Look for the word "point" in the records, and copy each line where it appears.
☆ ☆ ☆
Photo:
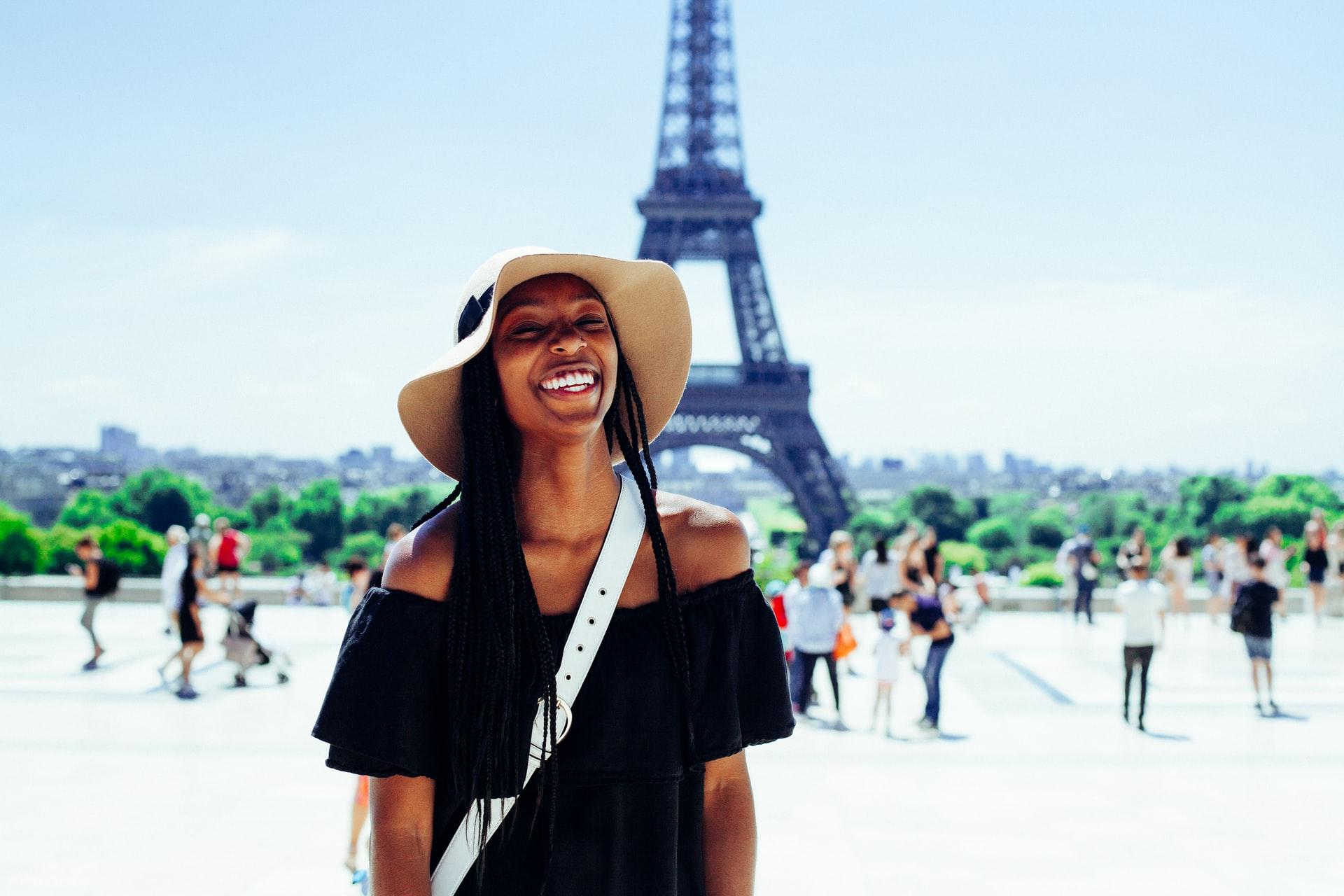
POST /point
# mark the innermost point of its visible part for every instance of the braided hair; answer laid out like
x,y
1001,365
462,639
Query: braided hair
☆ ☆ ☆
Response to this task -
POST /point
# mark the innermost point of its visible part for every instance of the braided hair; answer laid out like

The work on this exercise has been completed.